GIVEN PROBLEM: Copy the entries verbatim, beginning with the line that contains "of the leash" and continuing through the end of the entries, including both the first and the last line.

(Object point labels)
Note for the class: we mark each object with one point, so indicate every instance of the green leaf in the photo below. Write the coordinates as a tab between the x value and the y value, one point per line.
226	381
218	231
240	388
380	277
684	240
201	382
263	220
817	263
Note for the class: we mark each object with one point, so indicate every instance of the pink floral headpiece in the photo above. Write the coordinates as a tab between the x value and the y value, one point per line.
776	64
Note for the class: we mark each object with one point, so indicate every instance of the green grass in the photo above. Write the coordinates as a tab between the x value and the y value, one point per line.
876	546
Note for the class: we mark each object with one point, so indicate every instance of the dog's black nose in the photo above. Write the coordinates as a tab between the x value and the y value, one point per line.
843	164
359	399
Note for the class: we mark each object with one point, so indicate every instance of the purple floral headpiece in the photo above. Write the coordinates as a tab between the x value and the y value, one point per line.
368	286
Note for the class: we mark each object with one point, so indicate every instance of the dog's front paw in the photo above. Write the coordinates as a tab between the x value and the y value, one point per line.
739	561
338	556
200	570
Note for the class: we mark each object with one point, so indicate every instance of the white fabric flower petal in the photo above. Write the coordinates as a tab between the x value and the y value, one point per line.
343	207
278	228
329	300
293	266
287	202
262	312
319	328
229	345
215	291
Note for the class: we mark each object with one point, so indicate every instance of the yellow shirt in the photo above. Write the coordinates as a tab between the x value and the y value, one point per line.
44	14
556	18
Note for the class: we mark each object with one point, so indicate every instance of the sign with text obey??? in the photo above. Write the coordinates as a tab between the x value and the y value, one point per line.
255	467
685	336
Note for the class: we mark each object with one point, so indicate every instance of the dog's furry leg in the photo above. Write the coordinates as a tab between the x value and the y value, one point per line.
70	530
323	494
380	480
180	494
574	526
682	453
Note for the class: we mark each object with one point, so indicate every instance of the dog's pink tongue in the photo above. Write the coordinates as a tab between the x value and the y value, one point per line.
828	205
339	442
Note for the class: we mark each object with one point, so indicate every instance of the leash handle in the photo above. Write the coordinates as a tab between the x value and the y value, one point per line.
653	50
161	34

EXPECTED ANSWER:
Note for the class: we mark each object with one point, so indicate every instance of the leash handle in the photo above. Write the coordinates as a tab between the x value and the y value, one point per line.
653	50
161	34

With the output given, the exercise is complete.